**Task statement**.
Decide whether each statement below agrees with the article about photographer Niall McDiarmid that follows. Answer yes or no for each, and quote the words from the article that decide it.
1. McDiarmid studied Photojournalism at the London College of Printing in 1993.
2. The Town to Town series ended up covering 100 towns.
3. Like August Sanders' portraits, McDiarmid's images are in monochrome.

**Text segment**.

Start

"It’s an interesting time to be a photographer in Britain," says McDiarmid, whose latest series has just been published as a book and goes on show at the Martin Parr Foundation on 31 January
“The term ‘Britishness’ has changed so much over the last ten years, I don’t really know what it means anymore to say ‘I’m British,’” observes Scottish photographer Niall McDiarmid, who has spent almost a decade photographing people in the street across Britain.
Raised in Aberfeldy, a small village in Scotland, he first became interested in photography after seeing the stories his grandfather wrote and sometimes shot for a local newspaper. After studying Engineering at university he landed a job as a reporter, like his grandfather writing and occasionally taking photographs. But his interest in photography piqued, he went on to study Photojournalism at the London College of Printing in 1993, and has been working as a freelance photographer in London ever since.
In 2011 he started work on his latest series, Town to Town, which has just been published as a book and which will be shown at the Martin Parr Foundation in Bristol, UK from 31 January-12 May. Initially focussing on London, it soon expanded beyond the capital city and ended up covering 200 towns, tracing a journey around Britain and its diverse inhabitants.
“Most of the work was done on trains,” McDiarmid tells BJP. “I’d search for cheap tickets available online and catch a train out of London early every Saturday. Then, because it’s expensive to stay away, I’d come back on a really late night train crawling into London after a day somewhere up North. Other times, I’ll just turn up at Clapham Junction and see wherever’s cheap to travel on that day and jump on the train.”
The towns that interest McDiarmid are not the ones you might expect – he’s interested in the small scale and the overlooked, “market towns in the Midlands; places like Rugby, Northampton and Milton Keynes; places that haven’t necessarily been documented so well”. The resulting portraits are reminiscent of August Sanders’ ethnographic portraits of 20th century Germans and, like Sanders’ images, will serve as an enduring visual record of our time. But far from the monochrome, slightly austere portraits that Sanders shot, McDiarmid’s images burst with colour and light.
“When I began this project, I realised that it’s all very well to do street portraits, but you really have to have a distinctive style,” he says. “I’m looking to go to an area, town, city, and meet a group of people or an individual that represents that particular town. And I’m very keen in doing that in my own way, which involves colour, shape and pattern.

End

**Extracted data**.
Start

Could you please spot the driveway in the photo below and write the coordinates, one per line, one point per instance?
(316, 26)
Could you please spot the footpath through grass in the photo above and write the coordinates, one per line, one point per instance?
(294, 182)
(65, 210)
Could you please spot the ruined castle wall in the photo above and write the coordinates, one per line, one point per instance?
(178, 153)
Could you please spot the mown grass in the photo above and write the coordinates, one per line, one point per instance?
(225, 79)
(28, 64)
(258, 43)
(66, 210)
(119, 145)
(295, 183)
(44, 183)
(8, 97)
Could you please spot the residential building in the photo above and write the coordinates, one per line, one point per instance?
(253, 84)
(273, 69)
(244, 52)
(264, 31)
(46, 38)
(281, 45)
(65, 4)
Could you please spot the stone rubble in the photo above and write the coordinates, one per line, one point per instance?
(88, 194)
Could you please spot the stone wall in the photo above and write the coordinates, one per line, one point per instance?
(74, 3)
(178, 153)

End

**Exercise answer**.
1. Yes: "he went on to study Photojournalism at the London College of Printing in 1993"
2. No: "ended up covering 200 towns"
3. No: "far from the monochrome, slightly austere portraits that Sanders shot, McDiarmid’s images burst with colour and light"